-- Requirement --
Please pull out every line in the items below that contains the word "white" and copy each one unchanged.

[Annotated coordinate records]

== == ==

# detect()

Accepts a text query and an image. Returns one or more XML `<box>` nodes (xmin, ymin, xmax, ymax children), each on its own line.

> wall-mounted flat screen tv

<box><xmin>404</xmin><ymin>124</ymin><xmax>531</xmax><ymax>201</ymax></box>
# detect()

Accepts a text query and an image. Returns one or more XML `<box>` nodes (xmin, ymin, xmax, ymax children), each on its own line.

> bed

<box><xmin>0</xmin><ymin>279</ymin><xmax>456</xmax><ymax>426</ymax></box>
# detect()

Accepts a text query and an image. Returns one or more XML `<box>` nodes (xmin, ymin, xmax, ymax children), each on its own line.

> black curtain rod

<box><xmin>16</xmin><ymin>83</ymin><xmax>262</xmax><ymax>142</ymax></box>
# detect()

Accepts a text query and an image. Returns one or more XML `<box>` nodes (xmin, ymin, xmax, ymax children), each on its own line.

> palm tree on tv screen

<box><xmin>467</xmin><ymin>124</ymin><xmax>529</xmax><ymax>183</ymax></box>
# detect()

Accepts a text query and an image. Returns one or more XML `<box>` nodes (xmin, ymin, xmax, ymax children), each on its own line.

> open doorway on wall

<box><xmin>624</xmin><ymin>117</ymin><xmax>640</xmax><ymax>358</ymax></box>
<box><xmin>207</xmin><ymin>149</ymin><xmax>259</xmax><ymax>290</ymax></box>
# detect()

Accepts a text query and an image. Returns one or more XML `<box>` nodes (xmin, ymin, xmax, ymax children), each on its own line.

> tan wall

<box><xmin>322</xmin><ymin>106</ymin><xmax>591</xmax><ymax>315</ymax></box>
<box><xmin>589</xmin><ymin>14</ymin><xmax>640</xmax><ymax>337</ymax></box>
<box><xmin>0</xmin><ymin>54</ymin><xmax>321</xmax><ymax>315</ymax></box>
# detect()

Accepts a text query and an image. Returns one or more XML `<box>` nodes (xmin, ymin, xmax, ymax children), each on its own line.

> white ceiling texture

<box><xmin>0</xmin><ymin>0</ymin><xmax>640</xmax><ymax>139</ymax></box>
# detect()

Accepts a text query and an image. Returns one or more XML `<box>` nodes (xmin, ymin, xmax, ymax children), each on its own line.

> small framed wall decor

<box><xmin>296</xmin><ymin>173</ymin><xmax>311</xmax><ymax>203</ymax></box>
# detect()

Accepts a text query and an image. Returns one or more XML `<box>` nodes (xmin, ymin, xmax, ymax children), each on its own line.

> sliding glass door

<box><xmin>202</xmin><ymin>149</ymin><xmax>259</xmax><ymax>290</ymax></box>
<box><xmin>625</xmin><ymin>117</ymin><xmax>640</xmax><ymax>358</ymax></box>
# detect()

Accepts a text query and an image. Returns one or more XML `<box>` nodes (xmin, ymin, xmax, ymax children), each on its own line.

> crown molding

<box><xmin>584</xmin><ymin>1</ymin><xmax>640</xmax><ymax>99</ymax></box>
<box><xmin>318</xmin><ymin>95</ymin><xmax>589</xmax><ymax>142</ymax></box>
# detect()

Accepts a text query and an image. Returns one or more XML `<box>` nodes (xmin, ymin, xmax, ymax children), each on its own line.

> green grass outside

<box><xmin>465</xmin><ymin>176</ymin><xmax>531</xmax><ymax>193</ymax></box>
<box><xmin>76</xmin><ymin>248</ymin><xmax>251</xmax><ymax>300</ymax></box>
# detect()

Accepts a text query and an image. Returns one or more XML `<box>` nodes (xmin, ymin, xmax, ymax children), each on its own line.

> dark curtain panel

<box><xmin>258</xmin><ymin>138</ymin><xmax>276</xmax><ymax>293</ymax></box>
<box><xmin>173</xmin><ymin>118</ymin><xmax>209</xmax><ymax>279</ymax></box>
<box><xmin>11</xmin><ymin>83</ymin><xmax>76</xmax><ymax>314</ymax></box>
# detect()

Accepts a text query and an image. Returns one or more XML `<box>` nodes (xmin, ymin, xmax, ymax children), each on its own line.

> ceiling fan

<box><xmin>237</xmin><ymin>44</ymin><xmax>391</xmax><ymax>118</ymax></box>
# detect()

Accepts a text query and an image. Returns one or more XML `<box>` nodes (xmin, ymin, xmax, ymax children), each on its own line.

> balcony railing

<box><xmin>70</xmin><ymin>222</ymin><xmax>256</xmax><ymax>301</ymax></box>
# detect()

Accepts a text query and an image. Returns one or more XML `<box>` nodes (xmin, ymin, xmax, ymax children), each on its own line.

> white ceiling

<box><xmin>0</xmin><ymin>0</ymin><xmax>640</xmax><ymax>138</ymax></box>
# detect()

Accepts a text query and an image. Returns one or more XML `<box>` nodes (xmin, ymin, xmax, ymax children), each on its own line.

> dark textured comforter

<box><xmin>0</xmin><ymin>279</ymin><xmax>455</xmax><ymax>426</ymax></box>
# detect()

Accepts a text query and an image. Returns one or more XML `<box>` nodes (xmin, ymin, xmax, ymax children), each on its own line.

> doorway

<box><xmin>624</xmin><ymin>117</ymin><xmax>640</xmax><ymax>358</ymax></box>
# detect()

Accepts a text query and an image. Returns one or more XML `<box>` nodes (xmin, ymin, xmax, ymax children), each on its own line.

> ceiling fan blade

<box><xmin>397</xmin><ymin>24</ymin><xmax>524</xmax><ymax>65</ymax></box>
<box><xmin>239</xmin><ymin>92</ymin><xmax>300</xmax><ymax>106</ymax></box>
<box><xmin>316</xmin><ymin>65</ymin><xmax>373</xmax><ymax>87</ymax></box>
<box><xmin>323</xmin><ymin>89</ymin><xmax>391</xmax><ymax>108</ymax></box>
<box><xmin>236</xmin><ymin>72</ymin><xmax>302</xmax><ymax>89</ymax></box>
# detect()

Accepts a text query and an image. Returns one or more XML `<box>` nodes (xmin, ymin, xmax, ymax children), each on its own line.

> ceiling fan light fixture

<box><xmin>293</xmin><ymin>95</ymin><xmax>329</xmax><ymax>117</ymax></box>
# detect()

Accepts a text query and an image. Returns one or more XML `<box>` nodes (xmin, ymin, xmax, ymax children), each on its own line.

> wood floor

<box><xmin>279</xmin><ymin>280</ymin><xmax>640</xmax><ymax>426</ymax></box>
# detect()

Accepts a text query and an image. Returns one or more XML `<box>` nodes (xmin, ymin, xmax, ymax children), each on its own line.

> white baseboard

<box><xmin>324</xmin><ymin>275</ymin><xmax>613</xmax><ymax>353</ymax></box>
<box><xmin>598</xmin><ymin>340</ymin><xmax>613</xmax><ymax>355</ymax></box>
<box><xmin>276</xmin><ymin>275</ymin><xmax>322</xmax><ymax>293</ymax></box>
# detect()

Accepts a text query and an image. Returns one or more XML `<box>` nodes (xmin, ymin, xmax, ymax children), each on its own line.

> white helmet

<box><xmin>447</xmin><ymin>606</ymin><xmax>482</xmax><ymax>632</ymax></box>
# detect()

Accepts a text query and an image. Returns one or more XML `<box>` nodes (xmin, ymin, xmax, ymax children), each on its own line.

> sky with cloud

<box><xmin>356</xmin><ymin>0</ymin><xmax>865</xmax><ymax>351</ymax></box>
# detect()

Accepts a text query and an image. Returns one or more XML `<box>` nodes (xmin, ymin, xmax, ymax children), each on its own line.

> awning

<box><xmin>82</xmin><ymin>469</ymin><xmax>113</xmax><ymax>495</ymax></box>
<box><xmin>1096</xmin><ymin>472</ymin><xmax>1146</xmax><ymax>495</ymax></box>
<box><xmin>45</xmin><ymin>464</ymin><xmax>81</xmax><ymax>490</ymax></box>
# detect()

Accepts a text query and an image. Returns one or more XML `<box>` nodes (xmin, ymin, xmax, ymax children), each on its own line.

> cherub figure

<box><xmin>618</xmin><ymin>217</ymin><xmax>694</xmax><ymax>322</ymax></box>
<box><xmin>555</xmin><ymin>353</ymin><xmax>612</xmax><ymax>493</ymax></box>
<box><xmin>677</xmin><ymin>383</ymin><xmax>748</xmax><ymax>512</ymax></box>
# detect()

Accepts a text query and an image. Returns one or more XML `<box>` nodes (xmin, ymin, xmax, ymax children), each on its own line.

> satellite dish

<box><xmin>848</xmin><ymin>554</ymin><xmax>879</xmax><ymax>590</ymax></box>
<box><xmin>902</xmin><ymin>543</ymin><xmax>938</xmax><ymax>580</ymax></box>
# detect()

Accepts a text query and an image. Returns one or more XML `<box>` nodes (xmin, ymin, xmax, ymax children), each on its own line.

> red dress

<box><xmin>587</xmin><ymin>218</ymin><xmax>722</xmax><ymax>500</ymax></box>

== == ==

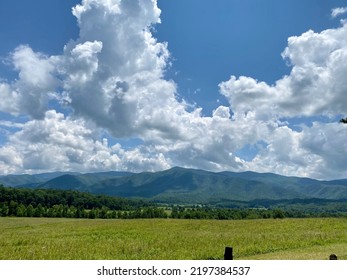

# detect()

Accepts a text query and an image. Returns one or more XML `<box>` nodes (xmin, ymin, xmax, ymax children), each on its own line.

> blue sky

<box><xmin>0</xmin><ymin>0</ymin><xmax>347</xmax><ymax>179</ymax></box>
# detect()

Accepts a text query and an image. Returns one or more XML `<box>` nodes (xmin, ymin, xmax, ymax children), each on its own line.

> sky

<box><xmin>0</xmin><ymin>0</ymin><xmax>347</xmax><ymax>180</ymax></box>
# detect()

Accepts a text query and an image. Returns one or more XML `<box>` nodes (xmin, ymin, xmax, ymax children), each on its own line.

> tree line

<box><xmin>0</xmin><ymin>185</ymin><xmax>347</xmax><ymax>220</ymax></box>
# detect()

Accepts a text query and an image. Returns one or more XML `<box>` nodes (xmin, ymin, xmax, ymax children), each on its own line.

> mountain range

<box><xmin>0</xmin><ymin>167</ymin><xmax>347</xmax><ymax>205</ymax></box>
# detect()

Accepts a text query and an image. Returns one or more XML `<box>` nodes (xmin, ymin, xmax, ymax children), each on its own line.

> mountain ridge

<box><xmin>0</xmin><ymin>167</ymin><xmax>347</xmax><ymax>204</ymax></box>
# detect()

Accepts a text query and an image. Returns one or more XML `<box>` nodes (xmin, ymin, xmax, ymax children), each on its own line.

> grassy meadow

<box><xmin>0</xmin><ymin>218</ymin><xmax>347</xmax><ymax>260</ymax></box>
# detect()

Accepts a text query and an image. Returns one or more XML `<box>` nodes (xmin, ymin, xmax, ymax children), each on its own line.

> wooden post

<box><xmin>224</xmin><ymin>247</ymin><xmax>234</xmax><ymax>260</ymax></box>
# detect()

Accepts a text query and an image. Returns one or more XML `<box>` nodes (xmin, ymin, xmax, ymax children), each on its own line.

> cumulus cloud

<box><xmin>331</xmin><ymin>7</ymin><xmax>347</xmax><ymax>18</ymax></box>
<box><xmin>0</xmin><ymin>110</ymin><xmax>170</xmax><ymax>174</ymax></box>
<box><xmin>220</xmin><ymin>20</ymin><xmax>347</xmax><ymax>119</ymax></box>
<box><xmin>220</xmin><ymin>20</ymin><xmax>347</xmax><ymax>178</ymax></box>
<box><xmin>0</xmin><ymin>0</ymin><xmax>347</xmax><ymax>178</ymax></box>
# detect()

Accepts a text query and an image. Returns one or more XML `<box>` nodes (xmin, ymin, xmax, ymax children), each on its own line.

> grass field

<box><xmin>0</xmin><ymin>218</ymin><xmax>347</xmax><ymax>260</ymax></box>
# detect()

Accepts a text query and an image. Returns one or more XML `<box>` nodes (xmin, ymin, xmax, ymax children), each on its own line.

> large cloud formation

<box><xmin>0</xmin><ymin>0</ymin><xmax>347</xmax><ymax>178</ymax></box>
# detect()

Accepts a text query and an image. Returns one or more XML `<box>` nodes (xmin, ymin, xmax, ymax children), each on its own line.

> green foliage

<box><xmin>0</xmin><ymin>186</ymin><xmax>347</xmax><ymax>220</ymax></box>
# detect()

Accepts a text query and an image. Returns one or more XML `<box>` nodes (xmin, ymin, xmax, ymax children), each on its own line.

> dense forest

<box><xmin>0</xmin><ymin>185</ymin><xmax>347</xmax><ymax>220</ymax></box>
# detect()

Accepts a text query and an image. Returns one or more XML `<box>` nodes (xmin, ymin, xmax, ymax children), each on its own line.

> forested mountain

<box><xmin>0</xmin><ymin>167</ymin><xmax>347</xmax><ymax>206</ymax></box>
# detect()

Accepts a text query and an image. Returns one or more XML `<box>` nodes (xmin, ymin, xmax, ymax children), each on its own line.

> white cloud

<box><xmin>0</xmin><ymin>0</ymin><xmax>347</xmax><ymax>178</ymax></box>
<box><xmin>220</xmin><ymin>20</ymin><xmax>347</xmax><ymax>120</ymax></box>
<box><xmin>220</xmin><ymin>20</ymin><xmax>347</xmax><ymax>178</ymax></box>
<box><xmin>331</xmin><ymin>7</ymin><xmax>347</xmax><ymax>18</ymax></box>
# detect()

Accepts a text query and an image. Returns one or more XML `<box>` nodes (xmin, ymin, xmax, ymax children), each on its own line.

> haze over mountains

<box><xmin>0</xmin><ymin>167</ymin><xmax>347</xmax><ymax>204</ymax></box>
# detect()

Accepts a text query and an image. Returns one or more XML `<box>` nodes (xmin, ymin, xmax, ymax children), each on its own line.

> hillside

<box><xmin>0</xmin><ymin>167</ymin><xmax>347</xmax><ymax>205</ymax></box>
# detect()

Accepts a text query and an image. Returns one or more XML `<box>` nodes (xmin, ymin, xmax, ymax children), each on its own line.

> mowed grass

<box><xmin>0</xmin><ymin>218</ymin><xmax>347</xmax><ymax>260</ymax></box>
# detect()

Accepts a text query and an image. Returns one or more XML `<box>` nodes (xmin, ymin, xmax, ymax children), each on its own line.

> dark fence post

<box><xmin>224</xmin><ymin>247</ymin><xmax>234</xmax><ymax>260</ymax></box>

== == ==

-- Solution --
> white ceiling texture
> white ceiling
> white baseboard
> white helmet
> white cloud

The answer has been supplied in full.